Saved entries:
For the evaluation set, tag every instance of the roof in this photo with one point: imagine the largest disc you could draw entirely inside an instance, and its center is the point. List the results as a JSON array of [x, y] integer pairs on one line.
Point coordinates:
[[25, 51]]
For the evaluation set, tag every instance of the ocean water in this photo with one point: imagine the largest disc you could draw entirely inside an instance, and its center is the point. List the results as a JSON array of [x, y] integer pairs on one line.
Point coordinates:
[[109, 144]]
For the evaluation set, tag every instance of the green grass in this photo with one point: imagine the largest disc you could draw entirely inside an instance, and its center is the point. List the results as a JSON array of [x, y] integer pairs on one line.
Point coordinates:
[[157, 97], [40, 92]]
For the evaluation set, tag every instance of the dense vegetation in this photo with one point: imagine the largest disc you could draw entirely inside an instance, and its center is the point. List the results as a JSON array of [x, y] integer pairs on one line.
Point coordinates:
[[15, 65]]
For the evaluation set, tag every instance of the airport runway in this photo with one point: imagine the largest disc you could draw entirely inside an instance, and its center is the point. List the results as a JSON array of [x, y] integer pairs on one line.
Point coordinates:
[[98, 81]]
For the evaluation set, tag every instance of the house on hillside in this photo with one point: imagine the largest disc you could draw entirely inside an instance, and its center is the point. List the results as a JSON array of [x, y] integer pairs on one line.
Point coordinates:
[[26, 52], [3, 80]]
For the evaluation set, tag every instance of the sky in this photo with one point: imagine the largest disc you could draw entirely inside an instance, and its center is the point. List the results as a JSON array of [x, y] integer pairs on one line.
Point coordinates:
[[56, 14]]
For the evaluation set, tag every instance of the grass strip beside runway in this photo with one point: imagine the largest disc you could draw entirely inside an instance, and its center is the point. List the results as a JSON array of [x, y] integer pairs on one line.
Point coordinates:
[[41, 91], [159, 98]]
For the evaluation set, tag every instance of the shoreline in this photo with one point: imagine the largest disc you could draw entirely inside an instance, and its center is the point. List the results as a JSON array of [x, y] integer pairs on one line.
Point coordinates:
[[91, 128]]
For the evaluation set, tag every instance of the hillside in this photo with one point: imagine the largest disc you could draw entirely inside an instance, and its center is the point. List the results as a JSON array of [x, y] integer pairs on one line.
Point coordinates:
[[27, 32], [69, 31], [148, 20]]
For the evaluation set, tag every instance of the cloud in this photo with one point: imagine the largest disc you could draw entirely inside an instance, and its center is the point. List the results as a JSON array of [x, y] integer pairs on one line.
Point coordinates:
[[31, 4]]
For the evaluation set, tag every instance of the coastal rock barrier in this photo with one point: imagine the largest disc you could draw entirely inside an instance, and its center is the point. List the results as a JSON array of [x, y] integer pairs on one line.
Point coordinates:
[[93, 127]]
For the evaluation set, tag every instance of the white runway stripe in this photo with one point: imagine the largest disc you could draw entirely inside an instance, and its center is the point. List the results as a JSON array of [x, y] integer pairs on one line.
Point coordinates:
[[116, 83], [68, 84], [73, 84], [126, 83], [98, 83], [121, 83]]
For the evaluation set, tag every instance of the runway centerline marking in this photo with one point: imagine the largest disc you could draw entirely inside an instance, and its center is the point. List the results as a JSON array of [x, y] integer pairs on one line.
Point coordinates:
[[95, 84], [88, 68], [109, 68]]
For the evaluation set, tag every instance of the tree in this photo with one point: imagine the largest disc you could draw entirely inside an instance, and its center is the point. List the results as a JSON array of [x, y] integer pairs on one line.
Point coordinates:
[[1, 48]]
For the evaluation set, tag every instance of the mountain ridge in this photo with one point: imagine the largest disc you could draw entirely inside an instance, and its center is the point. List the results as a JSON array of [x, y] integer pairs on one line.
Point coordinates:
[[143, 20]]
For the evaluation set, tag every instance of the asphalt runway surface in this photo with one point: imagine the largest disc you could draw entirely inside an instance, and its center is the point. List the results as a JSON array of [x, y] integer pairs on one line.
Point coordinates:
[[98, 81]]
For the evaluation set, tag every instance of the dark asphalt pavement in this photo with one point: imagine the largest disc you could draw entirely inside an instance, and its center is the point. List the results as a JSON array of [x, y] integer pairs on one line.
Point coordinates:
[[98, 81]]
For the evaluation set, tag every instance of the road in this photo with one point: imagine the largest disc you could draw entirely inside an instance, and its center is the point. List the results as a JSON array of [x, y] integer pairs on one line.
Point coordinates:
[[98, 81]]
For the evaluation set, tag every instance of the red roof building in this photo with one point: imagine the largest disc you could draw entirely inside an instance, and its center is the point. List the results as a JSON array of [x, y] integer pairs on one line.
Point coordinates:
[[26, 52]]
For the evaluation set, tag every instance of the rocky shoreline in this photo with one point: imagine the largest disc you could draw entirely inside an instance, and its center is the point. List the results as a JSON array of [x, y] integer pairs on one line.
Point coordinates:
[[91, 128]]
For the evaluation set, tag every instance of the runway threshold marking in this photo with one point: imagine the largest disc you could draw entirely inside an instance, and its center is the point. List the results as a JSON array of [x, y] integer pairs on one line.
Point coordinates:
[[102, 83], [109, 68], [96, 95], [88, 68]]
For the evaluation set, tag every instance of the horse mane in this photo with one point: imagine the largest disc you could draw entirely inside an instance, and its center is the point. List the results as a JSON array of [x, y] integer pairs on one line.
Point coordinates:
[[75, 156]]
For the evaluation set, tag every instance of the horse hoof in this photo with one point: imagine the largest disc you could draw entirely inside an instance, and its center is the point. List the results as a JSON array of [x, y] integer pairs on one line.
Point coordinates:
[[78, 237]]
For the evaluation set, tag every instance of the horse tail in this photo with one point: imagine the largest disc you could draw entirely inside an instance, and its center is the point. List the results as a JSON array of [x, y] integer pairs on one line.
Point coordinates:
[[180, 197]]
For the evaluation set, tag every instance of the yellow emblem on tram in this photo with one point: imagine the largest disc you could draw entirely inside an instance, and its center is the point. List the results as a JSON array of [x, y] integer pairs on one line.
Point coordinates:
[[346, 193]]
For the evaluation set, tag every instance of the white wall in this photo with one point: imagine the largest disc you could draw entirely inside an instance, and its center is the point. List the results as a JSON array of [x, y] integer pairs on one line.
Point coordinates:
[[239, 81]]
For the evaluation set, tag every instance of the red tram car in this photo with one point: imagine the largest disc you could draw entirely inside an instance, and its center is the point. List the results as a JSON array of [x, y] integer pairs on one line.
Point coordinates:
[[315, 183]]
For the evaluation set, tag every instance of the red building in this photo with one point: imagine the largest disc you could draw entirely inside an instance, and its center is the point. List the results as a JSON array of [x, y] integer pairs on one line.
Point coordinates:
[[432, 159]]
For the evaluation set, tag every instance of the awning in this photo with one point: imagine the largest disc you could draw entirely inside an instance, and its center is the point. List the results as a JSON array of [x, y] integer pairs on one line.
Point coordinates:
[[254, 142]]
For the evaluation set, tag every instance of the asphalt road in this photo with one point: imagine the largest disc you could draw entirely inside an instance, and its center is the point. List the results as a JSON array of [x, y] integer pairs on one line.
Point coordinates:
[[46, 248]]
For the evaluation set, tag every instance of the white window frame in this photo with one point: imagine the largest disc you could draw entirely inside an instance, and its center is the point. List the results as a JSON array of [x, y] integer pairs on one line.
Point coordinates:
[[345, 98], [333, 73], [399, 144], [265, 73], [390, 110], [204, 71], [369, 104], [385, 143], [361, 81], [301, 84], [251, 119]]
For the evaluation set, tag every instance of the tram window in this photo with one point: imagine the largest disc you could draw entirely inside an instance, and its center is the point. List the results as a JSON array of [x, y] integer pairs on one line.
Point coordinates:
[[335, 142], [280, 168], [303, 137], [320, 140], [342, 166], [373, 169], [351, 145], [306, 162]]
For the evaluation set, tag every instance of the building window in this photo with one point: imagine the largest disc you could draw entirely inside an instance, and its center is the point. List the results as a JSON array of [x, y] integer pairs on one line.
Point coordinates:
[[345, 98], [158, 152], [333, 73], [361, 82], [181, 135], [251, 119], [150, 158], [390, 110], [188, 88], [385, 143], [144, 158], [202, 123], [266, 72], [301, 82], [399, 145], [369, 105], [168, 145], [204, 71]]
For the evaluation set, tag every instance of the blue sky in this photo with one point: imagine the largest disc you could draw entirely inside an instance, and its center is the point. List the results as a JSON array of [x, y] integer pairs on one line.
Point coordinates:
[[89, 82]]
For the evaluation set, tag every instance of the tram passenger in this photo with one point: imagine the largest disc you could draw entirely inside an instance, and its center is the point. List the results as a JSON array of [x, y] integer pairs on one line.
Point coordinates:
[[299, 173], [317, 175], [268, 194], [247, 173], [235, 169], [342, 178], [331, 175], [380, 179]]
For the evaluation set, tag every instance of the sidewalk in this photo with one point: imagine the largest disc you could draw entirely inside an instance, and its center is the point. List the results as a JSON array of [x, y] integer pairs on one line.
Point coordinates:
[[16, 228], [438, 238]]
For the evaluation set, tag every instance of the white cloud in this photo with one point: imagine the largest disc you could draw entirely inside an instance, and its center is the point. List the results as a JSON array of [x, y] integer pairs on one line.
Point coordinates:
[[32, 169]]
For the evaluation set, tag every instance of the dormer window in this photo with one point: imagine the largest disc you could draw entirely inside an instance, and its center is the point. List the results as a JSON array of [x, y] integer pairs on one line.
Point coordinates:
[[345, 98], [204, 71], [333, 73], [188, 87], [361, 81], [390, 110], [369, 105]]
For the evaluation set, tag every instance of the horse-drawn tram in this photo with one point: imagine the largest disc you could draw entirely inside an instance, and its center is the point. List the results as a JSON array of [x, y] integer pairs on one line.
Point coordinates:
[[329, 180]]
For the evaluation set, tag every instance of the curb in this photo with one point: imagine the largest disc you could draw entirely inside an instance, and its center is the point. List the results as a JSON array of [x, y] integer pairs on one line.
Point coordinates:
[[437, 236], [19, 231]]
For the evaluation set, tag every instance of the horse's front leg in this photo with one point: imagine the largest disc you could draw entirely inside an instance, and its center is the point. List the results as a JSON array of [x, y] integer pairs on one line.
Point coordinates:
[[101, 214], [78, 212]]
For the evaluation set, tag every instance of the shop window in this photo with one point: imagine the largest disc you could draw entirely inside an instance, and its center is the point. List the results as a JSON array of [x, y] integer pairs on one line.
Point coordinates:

§ **Task goal**
Give the lines of the material above, from the line holding "For the evaluation set, tag every instance of the awning" through the line holding "[[46, 248]]" inclusive, as a numbered list with any blank lines left out.

§ **Response to this exercise**
1. For the evaluation set, tag every instance of the awning in this photo with one point: imagine the largest disc you could draw entirely inside an instance, and its center is the point. List the results as a JSON array of [x, y] integer pairs on one line.
2. Point coordinates:
3. [[254, 142]]
4. For the evaluation set, tag every instance of the asphalt road in this photo with one point: imagine the largest disc you could draw entirely inside an instance, and its center is the point. List the results as a JSON array of [x, y] integer pairs on one line.
5. Point coordinates:
6. [[46, 248]]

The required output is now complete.